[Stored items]
========================================
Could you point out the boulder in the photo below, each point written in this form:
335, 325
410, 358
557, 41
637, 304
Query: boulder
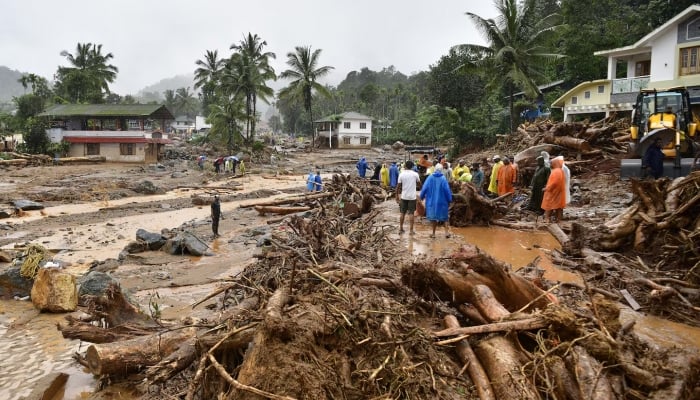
54, 291
13, 284
95, 283
186, 243
27, 205
154, 241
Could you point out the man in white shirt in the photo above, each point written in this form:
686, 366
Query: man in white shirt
406, 194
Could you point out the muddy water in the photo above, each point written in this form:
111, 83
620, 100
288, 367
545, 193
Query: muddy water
33, 348
517, 248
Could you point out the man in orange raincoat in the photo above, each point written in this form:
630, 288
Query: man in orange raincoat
555, 192
506, 177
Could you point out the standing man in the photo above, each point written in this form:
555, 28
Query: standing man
406, 195
437, 195
493, 185
362, 167
393, 175
215, 216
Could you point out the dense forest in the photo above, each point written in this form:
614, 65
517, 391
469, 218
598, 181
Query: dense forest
464, 99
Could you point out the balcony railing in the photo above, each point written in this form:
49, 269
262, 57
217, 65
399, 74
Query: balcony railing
630, 85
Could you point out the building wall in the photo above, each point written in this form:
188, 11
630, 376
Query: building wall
111, 152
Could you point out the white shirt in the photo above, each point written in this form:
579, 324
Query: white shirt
408, 180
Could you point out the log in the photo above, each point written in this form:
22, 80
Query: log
280, 210
48, 387
593, 384
474, 368
296, 199
514, 325
122, 358
501, 362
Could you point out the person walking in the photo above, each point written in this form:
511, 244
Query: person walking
215, 216
393, 175
407, 183
554, 198
438, 196
493, 185
653, 161
478, 178
506, 178
318, 183
539, 180
362, 167
310, 182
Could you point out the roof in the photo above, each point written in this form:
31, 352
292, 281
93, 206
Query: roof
158, 111
560, 102
344, 116
646, 40
97, 139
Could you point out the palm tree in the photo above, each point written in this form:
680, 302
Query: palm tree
515, 55
304, 74
89, 76
207, 76
253, 70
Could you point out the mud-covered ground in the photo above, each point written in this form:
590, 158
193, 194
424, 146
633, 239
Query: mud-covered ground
93, 211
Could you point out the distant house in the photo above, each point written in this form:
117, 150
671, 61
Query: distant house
348, 130
668, 56
120, 133
183, 125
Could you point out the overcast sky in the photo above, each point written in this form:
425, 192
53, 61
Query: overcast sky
156, 39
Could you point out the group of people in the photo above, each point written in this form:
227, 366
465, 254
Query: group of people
223, 164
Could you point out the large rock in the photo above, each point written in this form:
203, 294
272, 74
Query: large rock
186, 243
13, 284
54, 291
28, 205
154, 241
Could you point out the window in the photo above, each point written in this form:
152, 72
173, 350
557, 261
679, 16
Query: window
126, 149
92, 149
689, 61
134, 124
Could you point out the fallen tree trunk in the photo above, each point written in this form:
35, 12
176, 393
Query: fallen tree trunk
297, 199
121, 358
474, 367
280, 210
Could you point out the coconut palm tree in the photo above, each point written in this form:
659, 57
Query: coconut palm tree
88, 77
252, 70
304, 72
207, 77
515, 54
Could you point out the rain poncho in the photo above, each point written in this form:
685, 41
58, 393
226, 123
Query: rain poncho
539, 180
310, 182
437, 195
554, 197
493, 187
393, 175
362, 167
384, 175
506, 177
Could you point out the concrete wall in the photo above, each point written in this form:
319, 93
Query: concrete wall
111, 152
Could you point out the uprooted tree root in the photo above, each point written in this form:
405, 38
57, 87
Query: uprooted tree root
331, 309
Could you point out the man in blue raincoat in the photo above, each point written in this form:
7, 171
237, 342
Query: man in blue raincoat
393, 175
362, 167
437, 196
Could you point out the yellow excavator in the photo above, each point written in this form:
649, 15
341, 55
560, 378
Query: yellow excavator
664, 114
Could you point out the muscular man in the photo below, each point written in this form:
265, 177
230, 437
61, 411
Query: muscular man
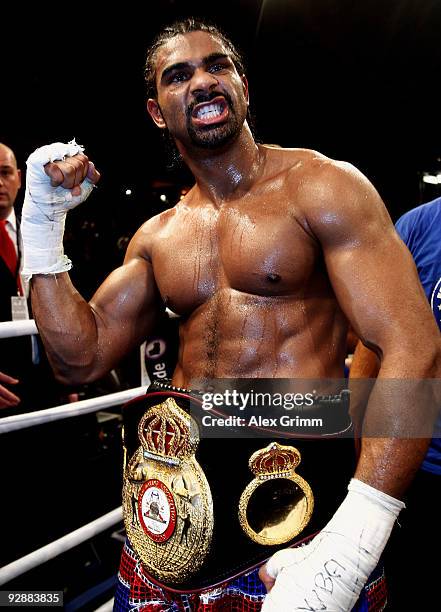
266, 259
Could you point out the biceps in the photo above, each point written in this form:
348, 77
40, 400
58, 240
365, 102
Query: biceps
127, 306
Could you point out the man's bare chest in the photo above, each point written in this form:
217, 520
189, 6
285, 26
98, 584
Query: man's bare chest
255, 247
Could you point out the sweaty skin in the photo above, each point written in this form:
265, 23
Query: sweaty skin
266, 259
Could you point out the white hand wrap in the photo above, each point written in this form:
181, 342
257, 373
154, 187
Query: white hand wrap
329, 572
44, 212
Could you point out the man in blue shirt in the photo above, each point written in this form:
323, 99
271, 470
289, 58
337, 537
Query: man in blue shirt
411, 579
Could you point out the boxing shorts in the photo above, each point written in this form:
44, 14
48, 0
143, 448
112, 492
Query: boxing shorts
199, 525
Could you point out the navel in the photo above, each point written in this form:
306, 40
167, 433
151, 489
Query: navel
273, 278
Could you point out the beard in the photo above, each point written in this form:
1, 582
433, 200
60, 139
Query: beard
213, 136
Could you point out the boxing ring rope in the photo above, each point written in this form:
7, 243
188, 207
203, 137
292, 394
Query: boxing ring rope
53, 549
64, 411
12, 329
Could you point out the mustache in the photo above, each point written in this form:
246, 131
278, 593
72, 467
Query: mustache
202, 97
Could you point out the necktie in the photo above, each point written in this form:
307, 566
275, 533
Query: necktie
8, 252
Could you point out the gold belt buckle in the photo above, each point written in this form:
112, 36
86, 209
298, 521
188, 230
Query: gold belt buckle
167, 503
277, 505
========================================
| Exercise aim |
Find the string "below" in the entries above and return each line that holds it.

| Output for this task |
Could you point out the boulder in the photo below, each point written in this form:
Could you point out the muscular man in the photo below, each point written in this form:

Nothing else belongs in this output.